### Exercise details:
Return all entries word for word, but drop any images.

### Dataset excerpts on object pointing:
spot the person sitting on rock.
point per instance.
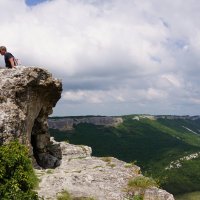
(9, 58)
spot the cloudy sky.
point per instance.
(114, 56)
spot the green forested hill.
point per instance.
(152, 143)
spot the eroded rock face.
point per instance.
(27, 96)
(83, 175)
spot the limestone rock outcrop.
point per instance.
(83, 175)
(67, 123)
(27, 96)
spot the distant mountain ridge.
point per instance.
(165, 146)
(67, 123)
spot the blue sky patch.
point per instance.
(34, 2)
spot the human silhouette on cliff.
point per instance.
(10, 60)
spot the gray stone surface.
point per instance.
(85, 176)
(68, 123)
(27, 96)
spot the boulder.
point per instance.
(27, 96)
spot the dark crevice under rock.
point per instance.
(28, 96)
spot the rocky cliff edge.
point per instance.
(27, 96)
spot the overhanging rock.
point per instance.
(27, 96)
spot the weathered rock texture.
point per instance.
(67, 123)
(27, 95)
(85, 176)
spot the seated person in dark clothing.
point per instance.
(9, 58)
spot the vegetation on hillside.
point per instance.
(17, 178)
(154, 144)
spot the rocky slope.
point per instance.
(85, 176)
(27, 95)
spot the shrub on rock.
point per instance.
(17, 177)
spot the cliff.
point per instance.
(67, 123)
(83, 175)
(27, 96)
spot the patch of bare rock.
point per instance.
(85, 176)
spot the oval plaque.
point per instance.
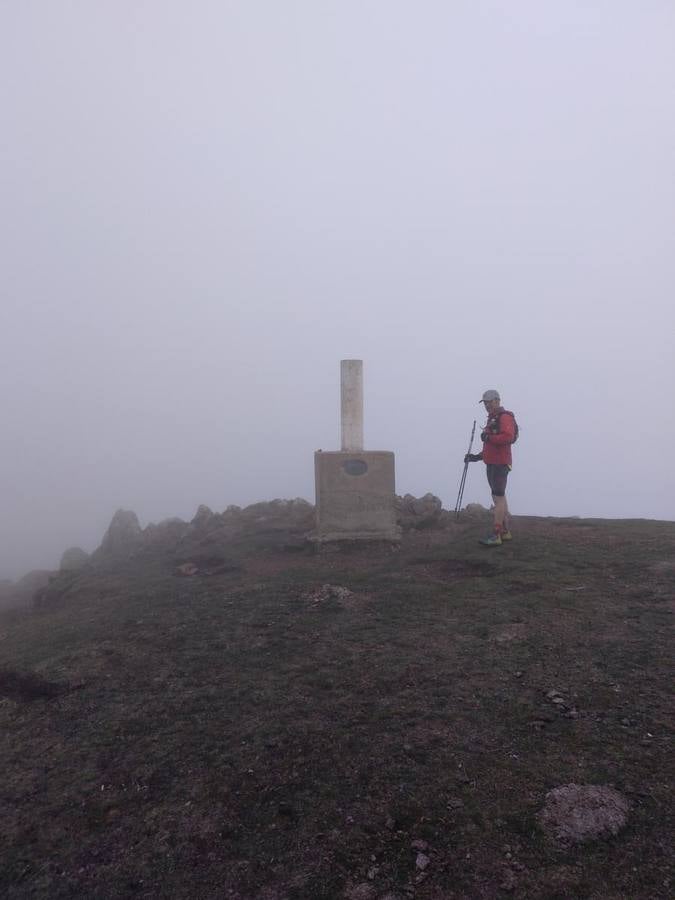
(355, 466)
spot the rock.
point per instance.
(422, 512)
(73, 558)
(509, 881)
(203, 518)
(328, 592)
(475, 511)
(166, 533)
(363, 891)
(124, 534)
(574, 813)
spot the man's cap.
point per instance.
(489, 395)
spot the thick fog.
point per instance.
(206, 206)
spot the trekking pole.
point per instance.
(463, 481)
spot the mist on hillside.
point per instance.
(204, 210)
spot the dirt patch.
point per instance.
(575, 814)
(24, 687)
(515, 631)
(455, 568)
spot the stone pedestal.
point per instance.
(355, 496)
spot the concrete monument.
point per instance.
(354, 487)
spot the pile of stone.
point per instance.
(419, 512)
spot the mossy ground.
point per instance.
(230, 736)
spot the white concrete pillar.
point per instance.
(351, 385)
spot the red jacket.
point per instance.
(499, 432)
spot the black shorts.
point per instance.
(497, 476)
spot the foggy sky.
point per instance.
(206, 206)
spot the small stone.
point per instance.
(422, 861)
(509, 881)
(362, 891)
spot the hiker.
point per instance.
(499, 432)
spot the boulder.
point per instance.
(73, 558)
(575, 813)
(203, 518)
(418, 512)
(475, 511)
(124, 534)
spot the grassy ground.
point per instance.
(250, 735)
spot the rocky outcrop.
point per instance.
(73, 558)
(124, 535)
(203, 518)
(577, 813)
(419, 512)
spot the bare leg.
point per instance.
(500, 513)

### Worked answer:
spot the person sitting on rock.
point per instance.
(9, 58)
spot the cloudy sky.
point per instance.
(114, 56)
spot the green forested hill.
point per instance.
(152, 143)
spot the eroded rock face.
point per instance.
(27, 96)
(83, 175)
spot the limestone rock outcrop.
point per instance.
(83, 175)
(67, 123)
(27, 96)
spot the distant mountain ridge.
point per instance.
(165, 146)
(67, 123)
spot the blue sky patch.
point per instance.
(34, 2)
spot the human silhouette on cliff.
point per instance.
(10, 60)
spot the gray stone surface.
point per instance.
(85, 176)
(68, 123)
(27, 96)
spot the boulder.
point per instance.
(27, 96)
spot the dark crevice under rock.
point per instance.
(28, 96)
spot the rocky cliff edge.
point per instance.
(27, 96)
spot the overhanging rock.
point per instance.
(27, 96)
spot the weathered rock texture.
point per instance.
(67, 123)
(27, 95)
(85, 176)
spot the seated person in dark clothing.
point per instance.
(9, 58)
spot the vegetation on hillside.
point per instance.
(17, 178)
(154, 144)
spot the rocky slope.
point per instance.
(85, 176)
(27, 95)
spot the shrub on rock.
point per instance.
(17, 177)
spot the cliff.
point per instance.
(67, 123)
(83, 175)
(27, 96)
spot the patch of bare rock.
point per instance.
(85, 176)
spot the oval plaque.
point per instance.
(355, 466)
spot the rock.
point per instance.
(422, 512)
(73, 558)
(509, 881)
(203, 518)
(328, 592)
(475, 511)
(166, 533)
(363, 891)
(124, 534)
(574, 813)
spot the man's cap.
point per instance.
(489, 395)
spot the thick fog.
point per instance.
(206, 206)
spot the trekking pole.
point per instance.
(463, 481)
spot the mist on hillside.
point per instance.
(204, 210)
spot the dirt patch.
point per instance.
(575, 814)
(24, 687)
(515, 631)
(455, 568)
spot the stone pedestal.
point per instance.
(355, 496)
spot the concrete monument.
point per instance.
(354, 487)
spot the pile of stone.
point per instance.
(419, 512)
spot the mossy ground.
point per instance.
(230, 736)
spot the white concrete pillar.
point per instance.
(351, 385)
spot the red jacket.
point per instance.
(499, 432)
spot the black shorts.
point per instance.
(497, 476)
spot the foggy sky.
point per instance.
(206, 206)
spot the small stone.
point per instance.
(422, 861)
(509, 881)
(362, 891)
spot the hiker.
point per instance.
(499, 432)
spot the boulder.
point per instance.
(73, 558)
(575, 813)
(203, 518)
(418, 512)
(475, 511)
(124, 534)
spot the grassy ground.
point per instance.
(250, 735)
spot the rocky outcrop.
point per instance.
(73, 558)
(124, 535)
(203, 518)
(577, 813)
(419, 512)
spot the bare leg.
point per instance.
(500, 513)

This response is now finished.